[Entries drawn from a collection]
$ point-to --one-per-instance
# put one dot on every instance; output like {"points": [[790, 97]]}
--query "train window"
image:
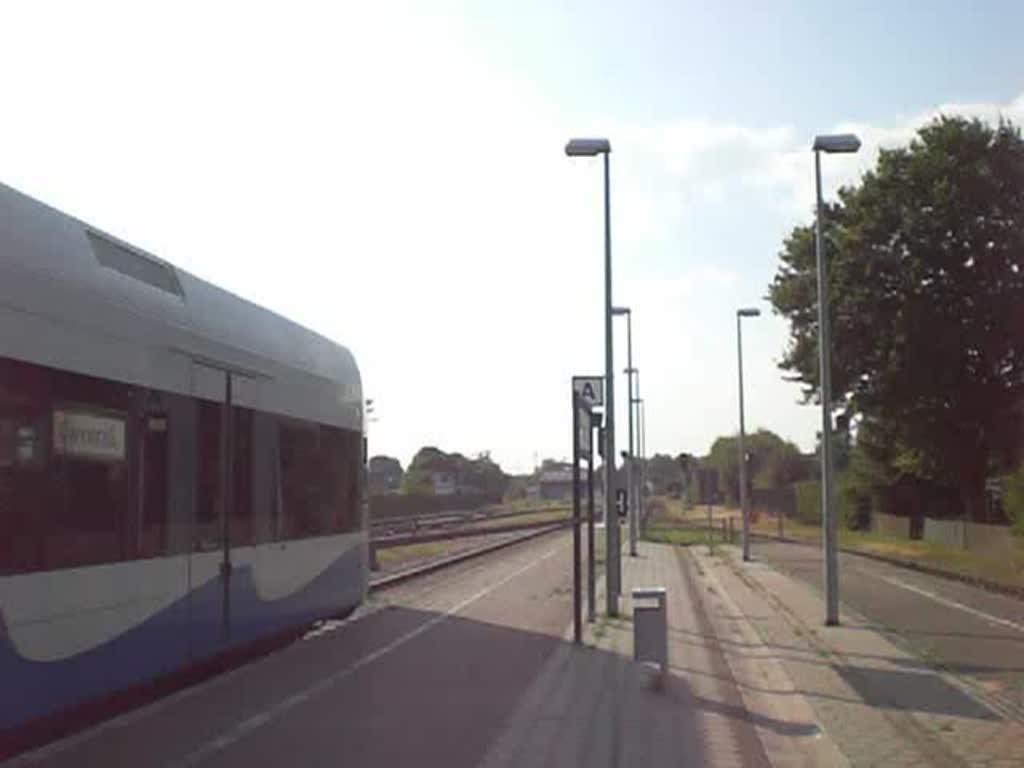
{"points": [[154, 449], [133, 264], [67, 482], [207, 534], [302, 480], [343, 450], [320, 479], [242, 512]]}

What the exercise asks: Please copy the records above word for word, leaving the pictures out of your answer.

Reply:
$ point-to --one-per-instance
# put one dot on every instance; output like {"points": [[790, 97]]}
--query "train window"
image:
{"points": [[154, 449], [133, 264], [67, 482], [207, 534], [302, 480], [343, 450], [320, 479], [242, 512]]}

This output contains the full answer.